* Excerpt provided:
_ _ _
Markus,
Well, I don't know that I'd go so far as to say that it's a drastic change in semantics, at least in the formal semantics of the normative document (which I _think_ can be viewed at http://code.google.com/p/darwincore/source/browse/trunk/rdf/dwcterms.rdf). That document says (in human terms) that Occurrence is an rdfs:Class, that its status is Recommended, and some bookkeeping stuff about versioning. The main change is in the rdfs:comment which presents the description "The category of information pertaining to evidence of an occurrence in nature, in a collection, or in a dataset (specimen, observation, etc.)." but that's really a human thing and as I've said, there has been quite a bit of misunderstanding about what the "human" definition means. As has been noted on this list before, DwC doesn't get into domain and range issues for its terms at all and usually doesn't get into subclassing, so there is very little in the normative document to be "broken" in terms of semantics. That's a rather different situation than changing an owl ontology class definition where relationships among classes and their properties are likely to be more complicated (e.g. disjoint classes, subclassing, range, domain) and therefore more easily "broken".

There is the issue that a number of property terms would have their dwcattributes:organizedInClass property changed from dwc:Occurrence to something else. But my understanding was that the organization of the property terms under the DwC classes was more of a suggestion as opposed to a declaration of domain. So it doesn't seem likely that the understanding of machines will be "broken" by this change since I don't think that much of any machine reasoning based on DwC is going on at the present. But this is getting beyond my area of expertise, so maybe others can clarify things on this point.
_ _ _
* Set exercise 1: Which lines of the records contain the string "tree"? Pick out each of them.
The records have no connection to the Darwin Core post.
_ _ _
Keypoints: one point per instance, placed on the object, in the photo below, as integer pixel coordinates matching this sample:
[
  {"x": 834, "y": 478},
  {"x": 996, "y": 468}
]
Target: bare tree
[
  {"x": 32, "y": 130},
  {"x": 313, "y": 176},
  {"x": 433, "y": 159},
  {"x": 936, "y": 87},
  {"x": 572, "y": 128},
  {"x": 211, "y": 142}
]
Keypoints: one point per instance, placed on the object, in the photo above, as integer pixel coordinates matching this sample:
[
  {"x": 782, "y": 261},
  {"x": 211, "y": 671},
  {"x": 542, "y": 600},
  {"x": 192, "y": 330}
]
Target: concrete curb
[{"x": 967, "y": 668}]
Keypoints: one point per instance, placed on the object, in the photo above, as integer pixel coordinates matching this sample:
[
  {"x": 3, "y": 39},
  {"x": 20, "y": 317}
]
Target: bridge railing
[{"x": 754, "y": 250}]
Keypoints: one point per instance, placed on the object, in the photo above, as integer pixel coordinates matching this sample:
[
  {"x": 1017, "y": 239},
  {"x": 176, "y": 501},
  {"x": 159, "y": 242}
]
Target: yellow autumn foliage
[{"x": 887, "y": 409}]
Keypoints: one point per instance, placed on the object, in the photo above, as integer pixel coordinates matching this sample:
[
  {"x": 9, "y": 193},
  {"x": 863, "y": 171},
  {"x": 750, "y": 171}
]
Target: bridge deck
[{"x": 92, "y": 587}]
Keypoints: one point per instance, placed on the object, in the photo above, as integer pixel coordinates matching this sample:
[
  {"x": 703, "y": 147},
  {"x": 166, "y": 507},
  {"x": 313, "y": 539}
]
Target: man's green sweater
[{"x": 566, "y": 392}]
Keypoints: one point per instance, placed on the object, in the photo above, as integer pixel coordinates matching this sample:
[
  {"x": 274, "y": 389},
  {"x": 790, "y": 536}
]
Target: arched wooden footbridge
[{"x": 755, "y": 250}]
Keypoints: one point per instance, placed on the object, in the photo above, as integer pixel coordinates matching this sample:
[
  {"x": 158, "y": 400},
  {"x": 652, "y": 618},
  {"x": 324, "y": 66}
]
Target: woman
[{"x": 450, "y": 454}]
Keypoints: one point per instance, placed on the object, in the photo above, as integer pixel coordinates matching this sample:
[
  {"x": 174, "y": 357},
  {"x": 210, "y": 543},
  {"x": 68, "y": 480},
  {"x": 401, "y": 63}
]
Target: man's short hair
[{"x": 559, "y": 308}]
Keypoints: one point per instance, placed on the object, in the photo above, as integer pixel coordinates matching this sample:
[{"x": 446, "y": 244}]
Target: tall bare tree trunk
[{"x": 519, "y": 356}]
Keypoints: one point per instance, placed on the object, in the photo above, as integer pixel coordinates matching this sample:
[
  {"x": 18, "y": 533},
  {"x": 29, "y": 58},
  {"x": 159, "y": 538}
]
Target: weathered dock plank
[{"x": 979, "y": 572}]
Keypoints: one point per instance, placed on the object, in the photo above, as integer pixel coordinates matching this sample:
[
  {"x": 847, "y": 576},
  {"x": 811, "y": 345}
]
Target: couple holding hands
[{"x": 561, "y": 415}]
_ _ _
* Set exercise 2: According to the Darwin Core post, what status does the normative document give Occurrence?

* Final answer 1:
Target: bare tree
Target: tall bare tree trunk

* Final answer 2: Recommended.